_WRITTEN INSTRUCTION:_ Images excluded, repeat each entry below exactly.

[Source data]
※
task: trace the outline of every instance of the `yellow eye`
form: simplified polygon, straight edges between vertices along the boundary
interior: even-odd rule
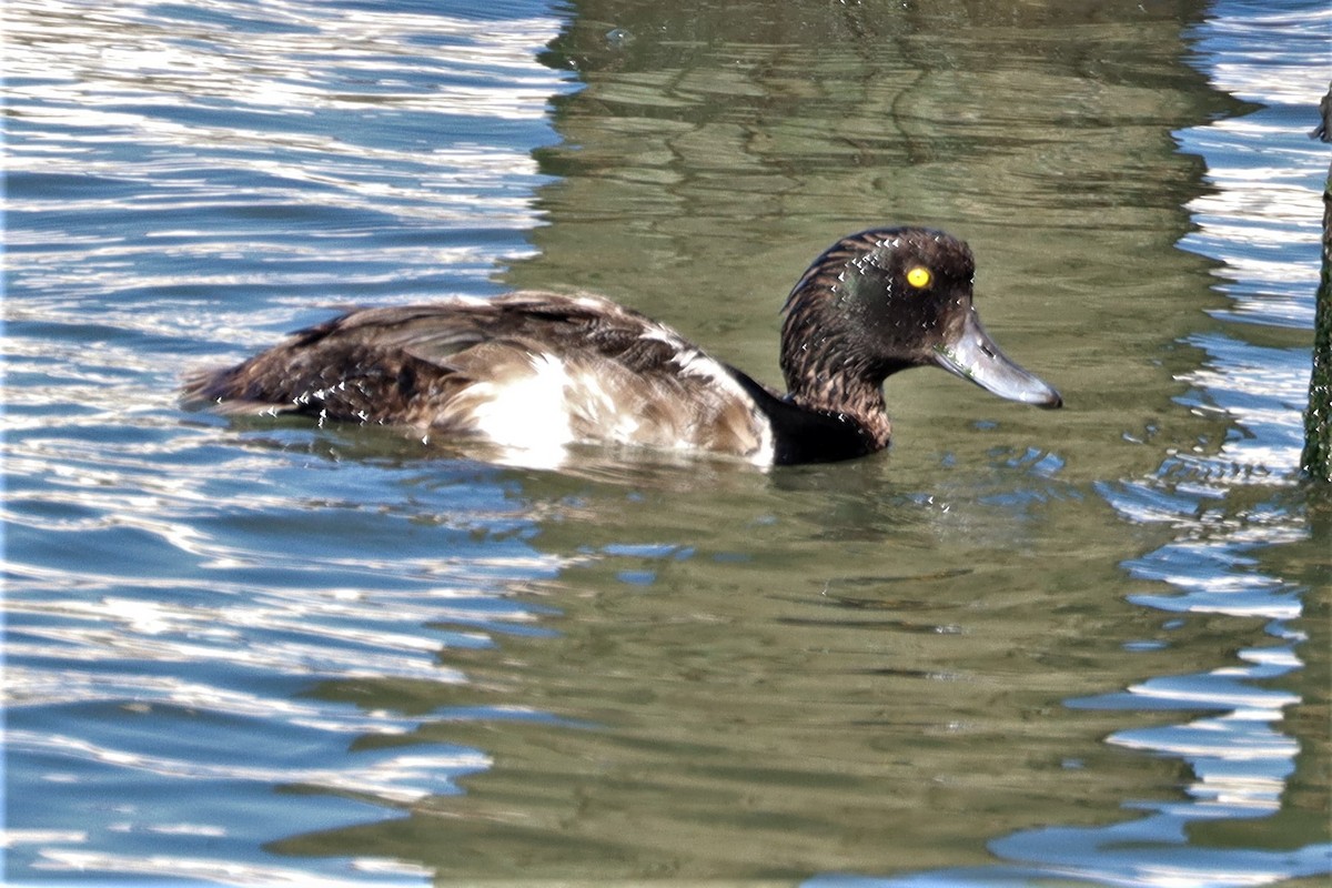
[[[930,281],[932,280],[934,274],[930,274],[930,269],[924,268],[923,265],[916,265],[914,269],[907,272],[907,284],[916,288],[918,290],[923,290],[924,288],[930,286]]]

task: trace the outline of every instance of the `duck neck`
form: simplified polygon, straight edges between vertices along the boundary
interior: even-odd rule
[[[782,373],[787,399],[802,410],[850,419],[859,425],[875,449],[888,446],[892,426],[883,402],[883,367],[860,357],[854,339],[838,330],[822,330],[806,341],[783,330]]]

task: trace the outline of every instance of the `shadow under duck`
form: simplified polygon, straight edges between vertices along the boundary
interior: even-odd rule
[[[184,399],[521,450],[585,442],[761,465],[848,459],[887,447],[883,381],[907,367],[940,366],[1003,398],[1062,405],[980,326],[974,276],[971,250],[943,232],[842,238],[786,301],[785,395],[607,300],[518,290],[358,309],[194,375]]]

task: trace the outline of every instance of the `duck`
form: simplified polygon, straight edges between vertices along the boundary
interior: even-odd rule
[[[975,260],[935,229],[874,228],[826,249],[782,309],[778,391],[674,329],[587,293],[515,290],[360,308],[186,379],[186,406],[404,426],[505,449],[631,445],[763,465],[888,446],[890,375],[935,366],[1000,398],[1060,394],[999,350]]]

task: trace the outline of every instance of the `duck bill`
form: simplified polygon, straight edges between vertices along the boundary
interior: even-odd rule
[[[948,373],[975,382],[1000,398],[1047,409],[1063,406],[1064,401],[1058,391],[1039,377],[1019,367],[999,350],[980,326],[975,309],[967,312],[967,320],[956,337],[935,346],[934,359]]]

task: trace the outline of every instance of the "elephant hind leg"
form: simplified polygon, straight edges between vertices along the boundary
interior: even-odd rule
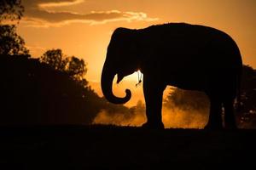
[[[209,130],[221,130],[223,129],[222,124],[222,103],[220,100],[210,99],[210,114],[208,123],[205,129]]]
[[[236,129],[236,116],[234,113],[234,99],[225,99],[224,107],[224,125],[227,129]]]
※
_SOLVED PROBLEM:_
task: trace the outline of every instance of the `yellow eye`
form: simplified polygon, straight edges between vertices along the boundary
interior: even-odd rule
[[[930,281],[932,280],[934,274],[930,274],[930,269],[924,268],[923,265],[916,265],[914,269],[907,272],[907,284],[916,288],[918,290],[923,290],[924,288],[930,286]]]

task: trace the outline of every instance of the `duck neck`
form: simplified polygon, straight edges between vertices along the boundary
interior: even-odd rule
[[[782,373],[787,399],[802,410],[850,419],[859,425],[875,449],[888,446],[892,426],[883,402],[883,367],[860,357],[854,339],[838,330],[822,330],[806,341],[783,330]]]

task: trace the outline of every instance of the `shadow under duck`
form: simplified polygon, straight edges between vertices along the boundary
interior: even-odd rule
[[[184,399],[521,450],[585,442],[761,465],[848,459],[887,447],[883,381],[907,367],[940,366],[1003,398],[1062,405],[980,326],[974,276],[971,250],[943,232],[842,238],[786,301],[785,395],[607,300],[518,290],[358,309],[194,375]]]

task: trace the outline of every instance of the `duck`
form: simplified polygon, straight edges between vertices along the boundary
interior: even-odd rule
[[[975,260],[935,229],[874,228],[826,249],[782,309],[778,391],[674,329],[587,293],[515,290],[360,308],[186,379],[186,406],[404,426],[505,449],[631,445],[763,465],[888,446],[890,375],[935,366],[1000,398],[1060,394],[999,350]]]

task: trace the outline of every instance of the `duck bill`
form: simplified polygon, straight edges between vertices along the boundary
interior: even-odd rule
[[[948,373],[975,382],[1000,398],[1047,409],[1063,406],[1064,401],[1058,391],[1039,377],[1019,367],[999,350],[980,326],[975,309],[967,312],[967,320],[956,337],[935,346],[934,359]]]

task: trace the outline of every instance of the "elephant hind leg"
form: simplified polygon, straight edges between vertices along the boundary
interior: even-odd rule
[[[209,130],[221,130],[223,129],[222,124],[222,103],[220,100],[210,99],[210,114],[208,123],[205,129]]]
[[[236,129],[236,116],[234,113],[234,99],[225,99],[224,107],[224,125],[227,129]]]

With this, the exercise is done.